**Listing**
================
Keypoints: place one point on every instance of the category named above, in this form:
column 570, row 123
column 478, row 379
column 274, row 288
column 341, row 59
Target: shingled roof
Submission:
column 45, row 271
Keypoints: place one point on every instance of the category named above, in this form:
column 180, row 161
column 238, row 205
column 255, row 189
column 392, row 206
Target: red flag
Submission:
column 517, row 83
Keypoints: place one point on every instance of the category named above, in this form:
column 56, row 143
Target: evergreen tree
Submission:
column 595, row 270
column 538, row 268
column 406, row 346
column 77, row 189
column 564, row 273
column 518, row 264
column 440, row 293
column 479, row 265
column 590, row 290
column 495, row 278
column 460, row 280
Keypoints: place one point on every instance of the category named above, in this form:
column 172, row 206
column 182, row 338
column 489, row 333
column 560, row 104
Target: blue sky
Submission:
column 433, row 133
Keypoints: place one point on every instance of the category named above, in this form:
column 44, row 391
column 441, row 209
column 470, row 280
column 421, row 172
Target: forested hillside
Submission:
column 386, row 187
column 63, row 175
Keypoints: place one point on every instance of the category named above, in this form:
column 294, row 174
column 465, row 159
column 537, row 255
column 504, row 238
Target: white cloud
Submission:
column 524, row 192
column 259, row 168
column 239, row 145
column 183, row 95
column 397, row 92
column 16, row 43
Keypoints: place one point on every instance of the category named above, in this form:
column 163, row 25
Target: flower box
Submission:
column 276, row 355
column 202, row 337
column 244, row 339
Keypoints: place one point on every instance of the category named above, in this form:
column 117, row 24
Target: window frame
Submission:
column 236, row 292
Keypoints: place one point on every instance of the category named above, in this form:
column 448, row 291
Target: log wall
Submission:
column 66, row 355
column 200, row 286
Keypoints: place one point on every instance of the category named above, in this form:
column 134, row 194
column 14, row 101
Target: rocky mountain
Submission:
================
**To be done**
Copy all of the records above word for word, line by line, with nothing changed.

**Exercise solution**
Keypoints: place one point on every instance of the category named above, in this form:
column 570, row 123
column 478, row 379
column 274, row 288
column 341, row 59
Target: shingled roof
Submission:
column 45, row 271
Keypoints: place one point on every instance of the category named above, in this form:
column 180, row 161
column 238, row 205
column 255, row 189
column 392, row 206
Target: red flag
Submission:
column 517, row 83
Keypoints: place one point on every instance of the category named above, in this form:
column 56, row 143
Target: evergreen tree
Submission:
column 595, row 270
column 538, row 268
column 406, row 346
column 77, row 189
column 564, row 273
column 518, row 264
column 440, row 293
column 479, row 265
column 590, row 290
column 495, row 278
column 460, row 280
Keypoints: place one point on every instance of the category named above, in this form:
column 172, row 206
column 182, row 338
column 489, row 333
column 560, row 104
Target: blue sky
Submission:
column 433, row 133
Keypoints: place one point on every instance of the category named above, in this form:
column 44, row 391
column 441, row 209
column 470, row 280
column 421, row 172
Target: forested hillside
Submission:
column 386, row 187
column 63, row 175
Keypoints: place one point on every instance of the category named above, in this form:
column 294, row 174
column 465, row 159
column 537, row 255
column 504, row 238
Target: white cloud
Submission:
column 524, row 192
column 259, row 168
column 239, row 145
column 183, row 95
column 397, row 92
column 16, row 43
Keypoints: place one point on every instance of the category named above, in this form:
column 163, row 25
Target: flower box
Submission:
column 276, row 355
column 202, row 337
column 244, row 339
Keypoints: place one point on every instance of the category named above, in this form:
column 117, row 24
Target: window frame
Submission:
column 236, row 292
Keypoints: place one point on every instance of the category named above, in this form:
column 448, row 291
Target: log wall
Submission:
column 66, row 355
column 200, row 286
Keypoints: place one point on every instance of the category named above, in this form:
column 134, row 194
column 14, row 101
Target: rocky mountain
Submission:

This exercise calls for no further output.